--- START DATA LISTING ---

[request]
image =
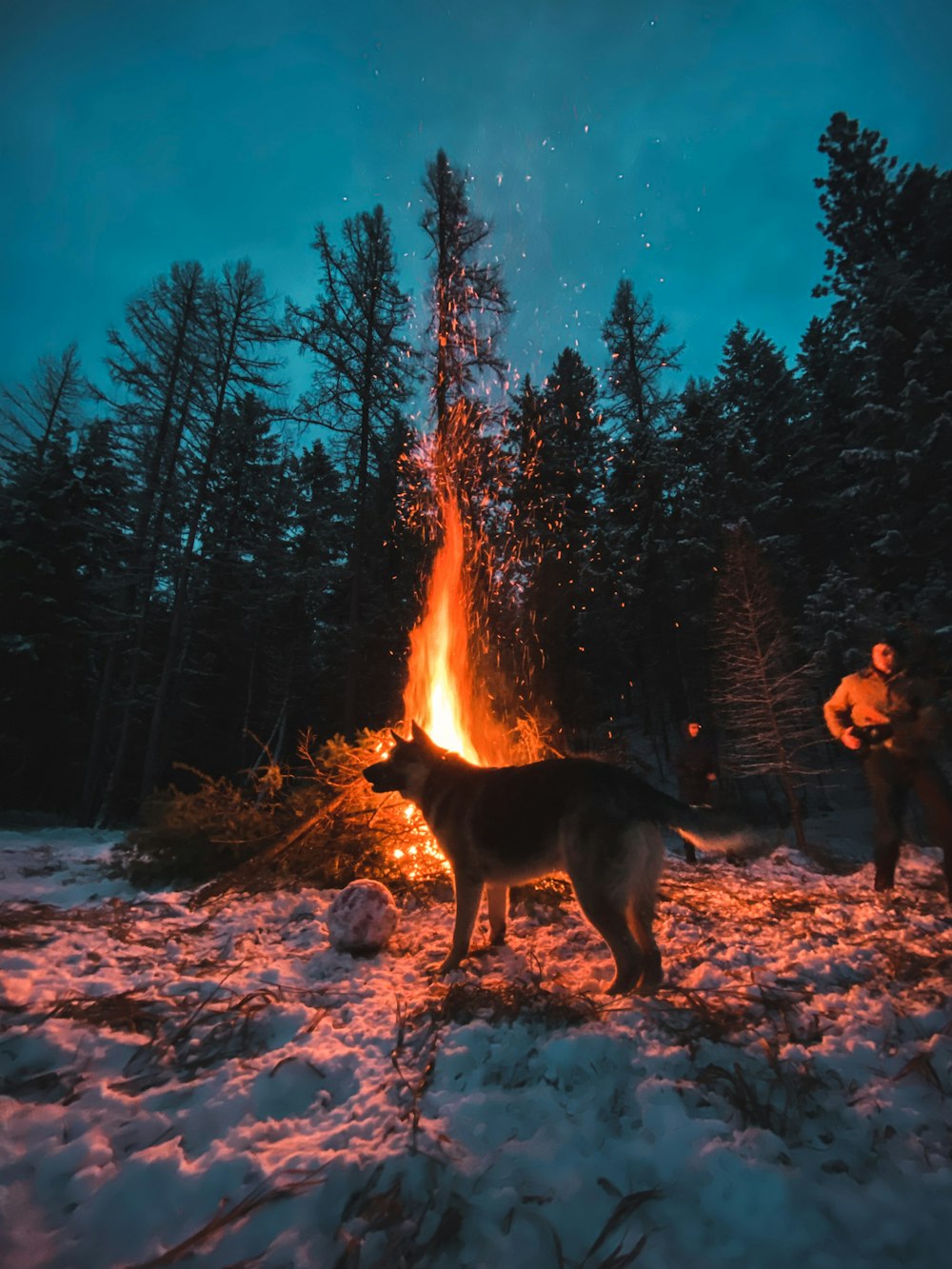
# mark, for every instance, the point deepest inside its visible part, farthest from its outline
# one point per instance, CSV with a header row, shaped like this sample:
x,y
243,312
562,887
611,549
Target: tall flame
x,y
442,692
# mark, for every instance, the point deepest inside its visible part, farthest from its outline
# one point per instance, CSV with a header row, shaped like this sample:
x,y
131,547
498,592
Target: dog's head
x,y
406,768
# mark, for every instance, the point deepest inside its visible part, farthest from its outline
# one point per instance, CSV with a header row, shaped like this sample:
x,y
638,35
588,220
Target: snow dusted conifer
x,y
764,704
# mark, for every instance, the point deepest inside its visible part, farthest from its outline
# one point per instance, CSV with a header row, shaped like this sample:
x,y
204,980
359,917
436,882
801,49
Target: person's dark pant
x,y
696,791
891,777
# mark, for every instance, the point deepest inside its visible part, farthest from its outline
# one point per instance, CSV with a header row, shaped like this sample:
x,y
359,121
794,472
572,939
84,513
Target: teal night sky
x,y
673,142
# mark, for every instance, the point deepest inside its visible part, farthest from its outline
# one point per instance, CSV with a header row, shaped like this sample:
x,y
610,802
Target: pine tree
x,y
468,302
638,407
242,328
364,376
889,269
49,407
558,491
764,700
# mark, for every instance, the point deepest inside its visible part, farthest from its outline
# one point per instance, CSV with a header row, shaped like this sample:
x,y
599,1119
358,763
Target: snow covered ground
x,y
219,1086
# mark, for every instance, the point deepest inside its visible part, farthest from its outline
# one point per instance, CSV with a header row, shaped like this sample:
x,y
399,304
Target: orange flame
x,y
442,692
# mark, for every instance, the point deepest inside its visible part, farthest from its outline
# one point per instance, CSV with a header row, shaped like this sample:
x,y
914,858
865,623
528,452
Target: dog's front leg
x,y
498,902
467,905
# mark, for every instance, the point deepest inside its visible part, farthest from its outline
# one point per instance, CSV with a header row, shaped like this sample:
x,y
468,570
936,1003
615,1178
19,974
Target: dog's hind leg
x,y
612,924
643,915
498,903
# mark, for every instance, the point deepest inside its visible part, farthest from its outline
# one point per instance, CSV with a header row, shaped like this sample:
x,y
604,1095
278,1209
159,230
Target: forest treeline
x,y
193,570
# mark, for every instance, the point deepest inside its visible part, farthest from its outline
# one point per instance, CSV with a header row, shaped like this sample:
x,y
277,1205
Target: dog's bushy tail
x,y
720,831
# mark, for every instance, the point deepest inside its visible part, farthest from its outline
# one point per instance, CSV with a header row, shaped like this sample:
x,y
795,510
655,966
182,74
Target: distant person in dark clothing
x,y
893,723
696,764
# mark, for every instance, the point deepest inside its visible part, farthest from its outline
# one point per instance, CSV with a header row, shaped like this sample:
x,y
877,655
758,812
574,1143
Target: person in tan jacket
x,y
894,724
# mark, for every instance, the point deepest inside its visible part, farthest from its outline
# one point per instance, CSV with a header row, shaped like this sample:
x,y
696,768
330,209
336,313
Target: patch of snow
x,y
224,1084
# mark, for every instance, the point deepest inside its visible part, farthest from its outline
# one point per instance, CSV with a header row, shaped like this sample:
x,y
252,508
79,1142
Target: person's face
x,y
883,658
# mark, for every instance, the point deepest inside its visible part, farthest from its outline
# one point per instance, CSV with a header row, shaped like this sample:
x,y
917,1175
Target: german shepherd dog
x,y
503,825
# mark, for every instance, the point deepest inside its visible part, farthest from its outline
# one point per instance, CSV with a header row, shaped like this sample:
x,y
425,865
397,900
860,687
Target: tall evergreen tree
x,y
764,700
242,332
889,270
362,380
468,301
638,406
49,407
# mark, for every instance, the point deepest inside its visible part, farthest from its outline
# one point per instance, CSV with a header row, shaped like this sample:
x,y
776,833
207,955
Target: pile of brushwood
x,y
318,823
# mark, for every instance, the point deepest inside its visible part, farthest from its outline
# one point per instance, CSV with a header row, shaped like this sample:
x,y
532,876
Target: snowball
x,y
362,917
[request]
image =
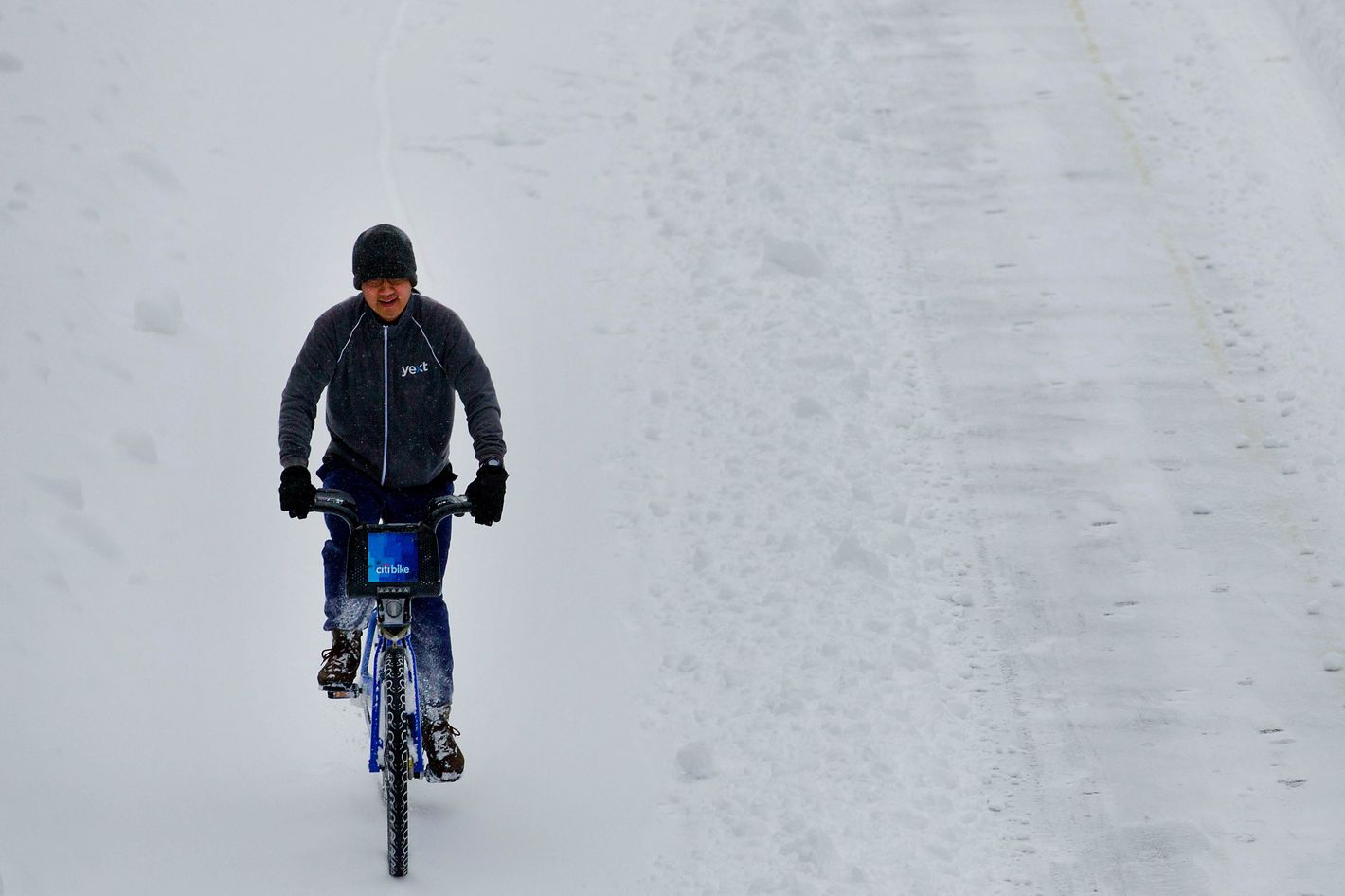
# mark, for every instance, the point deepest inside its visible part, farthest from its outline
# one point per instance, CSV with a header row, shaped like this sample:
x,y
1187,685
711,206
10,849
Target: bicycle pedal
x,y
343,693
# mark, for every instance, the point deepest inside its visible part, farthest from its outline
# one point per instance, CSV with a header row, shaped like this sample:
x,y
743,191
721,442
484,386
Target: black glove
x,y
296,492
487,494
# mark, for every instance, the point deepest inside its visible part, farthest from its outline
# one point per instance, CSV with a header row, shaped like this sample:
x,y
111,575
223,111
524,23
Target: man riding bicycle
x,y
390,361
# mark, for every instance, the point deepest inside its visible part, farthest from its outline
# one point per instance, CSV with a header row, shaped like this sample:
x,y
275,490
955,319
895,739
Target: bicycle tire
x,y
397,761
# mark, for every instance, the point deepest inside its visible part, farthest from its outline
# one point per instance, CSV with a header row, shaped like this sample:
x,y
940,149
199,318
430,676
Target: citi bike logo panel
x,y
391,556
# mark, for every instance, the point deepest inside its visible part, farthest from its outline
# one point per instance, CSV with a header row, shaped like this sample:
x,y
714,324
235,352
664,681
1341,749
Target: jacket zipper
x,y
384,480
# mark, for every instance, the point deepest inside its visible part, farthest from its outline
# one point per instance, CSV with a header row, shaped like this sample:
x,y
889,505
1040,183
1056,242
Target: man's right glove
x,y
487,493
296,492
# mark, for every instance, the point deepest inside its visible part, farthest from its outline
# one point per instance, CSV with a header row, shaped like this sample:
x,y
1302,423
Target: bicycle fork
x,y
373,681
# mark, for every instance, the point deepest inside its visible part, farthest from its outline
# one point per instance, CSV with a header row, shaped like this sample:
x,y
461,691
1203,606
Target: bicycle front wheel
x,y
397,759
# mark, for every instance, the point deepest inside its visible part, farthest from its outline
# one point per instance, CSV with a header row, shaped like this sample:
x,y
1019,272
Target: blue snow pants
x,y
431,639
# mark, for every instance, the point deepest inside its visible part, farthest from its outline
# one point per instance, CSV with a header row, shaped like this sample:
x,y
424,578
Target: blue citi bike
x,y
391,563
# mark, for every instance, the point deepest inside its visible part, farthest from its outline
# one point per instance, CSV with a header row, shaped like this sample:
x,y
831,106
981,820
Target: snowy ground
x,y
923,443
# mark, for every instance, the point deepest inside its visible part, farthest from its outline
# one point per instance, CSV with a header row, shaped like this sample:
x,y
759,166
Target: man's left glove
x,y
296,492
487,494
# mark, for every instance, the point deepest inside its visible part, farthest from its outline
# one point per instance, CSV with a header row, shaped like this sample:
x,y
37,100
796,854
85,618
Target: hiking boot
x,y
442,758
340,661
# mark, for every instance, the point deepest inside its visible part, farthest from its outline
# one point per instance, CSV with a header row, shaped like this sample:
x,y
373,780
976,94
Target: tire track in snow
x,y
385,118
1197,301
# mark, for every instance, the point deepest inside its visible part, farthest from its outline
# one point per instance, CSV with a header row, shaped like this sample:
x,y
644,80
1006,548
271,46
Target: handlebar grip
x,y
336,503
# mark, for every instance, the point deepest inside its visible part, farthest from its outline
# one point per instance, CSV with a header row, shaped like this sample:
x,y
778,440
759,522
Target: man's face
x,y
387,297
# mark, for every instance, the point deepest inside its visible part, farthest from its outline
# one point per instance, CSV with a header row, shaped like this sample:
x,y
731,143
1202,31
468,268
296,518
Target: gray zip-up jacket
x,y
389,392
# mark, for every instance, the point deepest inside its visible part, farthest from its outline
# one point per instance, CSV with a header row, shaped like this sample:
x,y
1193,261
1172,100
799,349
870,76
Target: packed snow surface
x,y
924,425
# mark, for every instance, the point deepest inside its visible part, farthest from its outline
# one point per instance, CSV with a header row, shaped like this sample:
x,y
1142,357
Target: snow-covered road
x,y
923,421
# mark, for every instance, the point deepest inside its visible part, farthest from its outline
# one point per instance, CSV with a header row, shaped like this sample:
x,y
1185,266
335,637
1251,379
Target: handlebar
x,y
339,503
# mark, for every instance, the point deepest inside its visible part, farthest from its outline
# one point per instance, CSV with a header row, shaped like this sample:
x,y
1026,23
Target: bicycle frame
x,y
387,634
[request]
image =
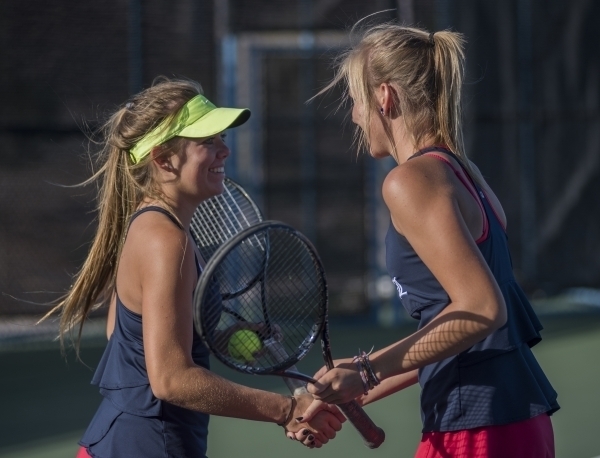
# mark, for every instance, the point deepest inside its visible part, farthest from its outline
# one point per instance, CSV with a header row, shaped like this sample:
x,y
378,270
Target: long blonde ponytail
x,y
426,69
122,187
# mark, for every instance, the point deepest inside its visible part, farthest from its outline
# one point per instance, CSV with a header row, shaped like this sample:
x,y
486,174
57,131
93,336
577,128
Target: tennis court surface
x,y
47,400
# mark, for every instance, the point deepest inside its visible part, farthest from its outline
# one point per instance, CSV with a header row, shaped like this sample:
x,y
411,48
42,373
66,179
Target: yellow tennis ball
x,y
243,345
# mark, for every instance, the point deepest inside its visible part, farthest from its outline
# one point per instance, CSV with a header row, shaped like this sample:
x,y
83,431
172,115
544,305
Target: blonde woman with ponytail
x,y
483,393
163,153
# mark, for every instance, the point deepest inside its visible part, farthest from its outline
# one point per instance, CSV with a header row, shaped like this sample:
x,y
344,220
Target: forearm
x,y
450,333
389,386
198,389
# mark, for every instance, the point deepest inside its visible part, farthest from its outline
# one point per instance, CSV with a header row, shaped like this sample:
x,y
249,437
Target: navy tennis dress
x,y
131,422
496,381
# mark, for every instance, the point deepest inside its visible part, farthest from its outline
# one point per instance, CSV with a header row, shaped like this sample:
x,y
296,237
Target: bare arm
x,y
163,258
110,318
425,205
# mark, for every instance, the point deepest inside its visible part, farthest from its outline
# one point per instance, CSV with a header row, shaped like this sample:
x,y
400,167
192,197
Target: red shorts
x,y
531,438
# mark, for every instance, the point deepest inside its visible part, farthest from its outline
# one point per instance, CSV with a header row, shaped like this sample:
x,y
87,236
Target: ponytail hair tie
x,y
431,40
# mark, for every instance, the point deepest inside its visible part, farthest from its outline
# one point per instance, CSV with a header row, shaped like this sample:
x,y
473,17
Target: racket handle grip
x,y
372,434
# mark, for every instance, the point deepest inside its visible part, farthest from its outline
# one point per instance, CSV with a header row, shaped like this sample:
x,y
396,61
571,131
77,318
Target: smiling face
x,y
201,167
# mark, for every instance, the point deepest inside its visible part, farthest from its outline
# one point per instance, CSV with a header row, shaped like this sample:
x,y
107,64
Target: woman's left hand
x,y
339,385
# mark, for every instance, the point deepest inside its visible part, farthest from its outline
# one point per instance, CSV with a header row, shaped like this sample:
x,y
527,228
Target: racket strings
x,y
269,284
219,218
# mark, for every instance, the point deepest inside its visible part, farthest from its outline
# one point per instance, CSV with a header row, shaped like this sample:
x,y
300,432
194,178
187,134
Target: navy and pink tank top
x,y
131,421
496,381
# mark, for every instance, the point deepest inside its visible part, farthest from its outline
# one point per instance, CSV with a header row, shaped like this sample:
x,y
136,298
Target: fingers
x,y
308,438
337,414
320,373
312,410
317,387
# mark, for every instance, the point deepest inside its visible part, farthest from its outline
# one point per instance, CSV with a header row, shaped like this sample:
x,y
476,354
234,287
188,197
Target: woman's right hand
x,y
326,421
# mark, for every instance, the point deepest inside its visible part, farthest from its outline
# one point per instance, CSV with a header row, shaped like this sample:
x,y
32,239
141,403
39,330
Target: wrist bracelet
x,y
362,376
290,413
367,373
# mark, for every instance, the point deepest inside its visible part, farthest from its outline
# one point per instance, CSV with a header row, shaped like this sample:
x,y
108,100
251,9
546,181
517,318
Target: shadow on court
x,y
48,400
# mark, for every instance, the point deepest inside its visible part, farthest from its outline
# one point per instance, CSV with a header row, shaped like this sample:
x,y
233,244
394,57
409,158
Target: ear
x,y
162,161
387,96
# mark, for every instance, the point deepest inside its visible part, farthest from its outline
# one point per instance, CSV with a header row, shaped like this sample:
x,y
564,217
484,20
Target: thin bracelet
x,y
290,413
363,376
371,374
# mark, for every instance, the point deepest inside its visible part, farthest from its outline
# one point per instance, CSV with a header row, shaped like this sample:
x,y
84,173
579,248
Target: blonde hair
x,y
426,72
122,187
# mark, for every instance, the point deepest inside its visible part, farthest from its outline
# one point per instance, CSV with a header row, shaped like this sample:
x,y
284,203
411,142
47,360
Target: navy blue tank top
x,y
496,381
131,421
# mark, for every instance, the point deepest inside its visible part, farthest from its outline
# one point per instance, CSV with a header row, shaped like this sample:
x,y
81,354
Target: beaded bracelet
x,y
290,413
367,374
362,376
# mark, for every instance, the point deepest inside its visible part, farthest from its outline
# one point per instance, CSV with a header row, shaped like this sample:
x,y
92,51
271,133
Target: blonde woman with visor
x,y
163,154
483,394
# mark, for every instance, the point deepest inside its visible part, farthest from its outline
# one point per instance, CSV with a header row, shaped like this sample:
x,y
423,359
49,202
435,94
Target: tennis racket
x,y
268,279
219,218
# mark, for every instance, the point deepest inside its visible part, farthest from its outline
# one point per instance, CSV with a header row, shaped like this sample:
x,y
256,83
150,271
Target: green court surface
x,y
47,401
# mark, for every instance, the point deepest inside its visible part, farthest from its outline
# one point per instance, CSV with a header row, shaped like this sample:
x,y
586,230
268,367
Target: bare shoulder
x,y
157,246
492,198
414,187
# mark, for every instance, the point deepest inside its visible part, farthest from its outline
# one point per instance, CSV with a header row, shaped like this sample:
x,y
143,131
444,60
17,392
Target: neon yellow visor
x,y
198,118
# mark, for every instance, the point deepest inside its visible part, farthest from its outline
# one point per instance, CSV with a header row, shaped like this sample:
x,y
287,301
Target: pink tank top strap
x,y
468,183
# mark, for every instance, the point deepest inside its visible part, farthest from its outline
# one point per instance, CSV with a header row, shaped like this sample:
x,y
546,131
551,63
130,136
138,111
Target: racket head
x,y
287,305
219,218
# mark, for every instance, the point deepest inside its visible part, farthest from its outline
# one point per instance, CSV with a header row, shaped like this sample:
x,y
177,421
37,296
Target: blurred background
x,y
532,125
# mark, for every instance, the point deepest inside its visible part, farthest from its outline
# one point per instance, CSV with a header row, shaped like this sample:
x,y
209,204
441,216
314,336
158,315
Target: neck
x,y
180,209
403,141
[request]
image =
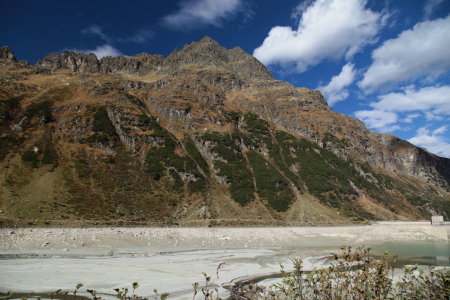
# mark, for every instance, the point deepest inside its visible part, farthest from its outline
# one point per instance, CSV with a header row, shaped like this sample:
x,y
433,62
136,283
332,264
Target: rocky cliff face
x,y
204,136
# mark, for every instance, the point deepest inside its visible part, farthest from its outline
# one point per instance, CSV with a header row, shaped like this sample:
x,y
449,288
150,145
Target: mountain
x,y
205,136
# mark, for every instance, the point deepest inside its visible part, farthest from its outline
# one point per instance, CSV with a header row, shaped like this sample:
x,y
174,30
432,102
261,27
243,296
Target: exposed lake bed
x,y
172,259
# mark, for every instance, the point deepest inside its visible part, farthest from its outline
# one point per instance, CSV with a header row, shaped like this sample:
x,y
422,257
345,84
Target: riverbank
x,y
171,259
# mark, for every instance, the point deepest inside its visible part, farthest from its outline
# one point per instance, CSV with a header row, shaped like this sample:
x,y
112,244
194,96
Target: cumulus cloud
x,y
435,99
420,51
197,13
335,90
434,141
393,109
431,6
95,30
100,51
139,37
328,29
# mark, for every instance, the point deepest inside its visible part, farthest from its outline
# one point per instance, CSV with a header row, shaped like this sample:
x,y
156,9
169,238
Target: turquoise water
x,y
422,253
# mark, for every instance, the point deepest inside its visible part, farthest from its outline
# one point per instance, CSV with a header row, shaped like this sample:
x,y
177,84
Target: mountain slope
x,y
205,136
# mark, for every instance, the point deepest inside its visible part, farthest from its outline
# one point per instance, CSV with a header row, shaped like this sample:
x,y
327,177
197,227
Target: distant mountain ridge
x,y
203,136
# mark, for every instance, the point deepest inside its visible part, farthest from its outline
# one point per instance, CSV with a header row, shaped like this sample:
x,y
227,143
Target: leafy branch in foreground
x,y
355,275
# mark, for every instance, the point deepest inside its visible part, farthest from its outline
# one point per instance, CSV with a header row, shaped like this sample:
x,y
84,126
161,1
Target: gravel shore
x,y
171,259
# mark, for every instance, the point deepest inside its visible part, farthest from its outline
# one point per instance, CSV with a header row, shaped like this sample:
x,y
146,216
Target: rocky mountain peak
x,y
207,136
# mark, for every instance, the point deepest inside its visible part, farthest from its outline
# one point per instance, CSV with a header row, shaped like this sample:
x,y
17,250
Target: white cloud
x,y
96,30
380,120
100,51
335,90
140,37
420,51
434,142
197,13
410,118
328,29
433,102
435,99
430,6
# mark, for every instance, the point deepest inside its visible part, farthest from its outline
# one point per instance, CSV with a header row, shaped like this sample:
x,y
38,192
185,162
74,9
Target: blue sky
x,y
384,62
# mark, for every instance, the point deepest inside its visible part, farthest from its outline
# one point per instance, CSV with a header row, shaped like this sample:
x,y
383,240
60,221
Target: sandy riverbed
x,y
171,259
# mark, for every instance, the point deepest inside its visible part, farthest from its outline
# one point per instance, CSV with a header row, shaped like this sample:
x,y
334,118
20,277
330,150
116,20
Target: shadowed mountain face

--- END DATA LISTING ---

■ **TASK DIRECTIONS**: Pick out each line of the listing above that contains the string "tennis", matching letter case exactly.

■ **THE SOLUTION**:
Target: tennis court surface
Target: yellow tennis ball
Target: navy tennis dress
Target: tennis racket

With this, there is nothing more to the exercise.